Records
--- begin ---

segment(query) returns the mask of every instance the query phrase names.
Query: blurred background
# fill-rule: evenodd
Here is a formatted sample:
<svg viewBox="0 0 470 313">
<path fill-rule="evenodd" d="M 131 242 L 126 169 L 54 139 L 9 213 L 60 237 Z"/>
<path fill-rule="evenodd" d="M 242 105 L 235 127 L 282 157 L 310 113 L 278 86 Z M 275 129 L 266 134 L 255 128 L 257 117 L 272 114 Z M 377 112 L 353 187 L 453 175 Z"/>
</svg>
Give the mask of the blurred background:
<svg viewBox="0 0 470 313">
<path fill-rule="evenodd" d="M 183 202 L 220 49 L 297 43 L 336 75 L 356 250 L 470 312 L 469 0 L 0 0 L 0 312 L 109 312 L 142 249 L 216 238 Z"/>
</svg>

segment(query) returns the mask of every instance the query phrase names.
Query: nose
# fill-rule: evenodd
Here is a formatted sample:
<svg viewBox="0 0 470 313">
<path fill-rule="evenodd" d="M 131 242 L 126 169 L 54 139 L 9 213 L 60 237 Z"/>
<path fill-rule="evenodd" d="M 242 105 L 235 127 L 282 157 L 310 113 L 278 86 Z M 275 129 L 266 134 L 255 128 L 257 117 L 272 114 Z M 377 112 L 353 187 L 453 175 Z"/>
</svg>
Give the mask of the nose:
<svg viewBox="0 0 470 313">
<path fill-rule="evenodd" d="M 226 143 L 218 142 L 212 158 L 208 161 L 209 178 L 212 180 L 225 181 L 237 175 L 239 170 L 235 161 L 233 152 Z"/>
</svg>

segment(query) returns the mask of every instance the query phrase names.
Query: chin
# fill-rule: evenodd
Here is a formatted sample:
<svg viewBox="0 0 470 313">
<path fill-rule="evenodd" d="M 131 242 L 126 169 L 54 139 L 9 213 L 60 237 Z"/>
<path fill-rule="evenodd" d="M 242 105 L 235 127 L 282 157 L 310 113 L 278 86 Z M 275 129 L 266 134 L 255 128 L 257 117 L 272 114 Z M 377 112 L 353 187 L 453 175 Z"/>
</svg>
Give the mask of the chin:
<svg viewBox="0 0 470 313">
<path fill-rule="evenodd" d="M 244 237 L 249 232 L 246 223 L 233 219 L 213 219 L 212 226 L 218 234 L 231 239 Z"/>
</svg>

--- end ---

Brief:
How many lines in the records above contain the word "Give"? Case matters. Reply with the number only.

Finished task:
3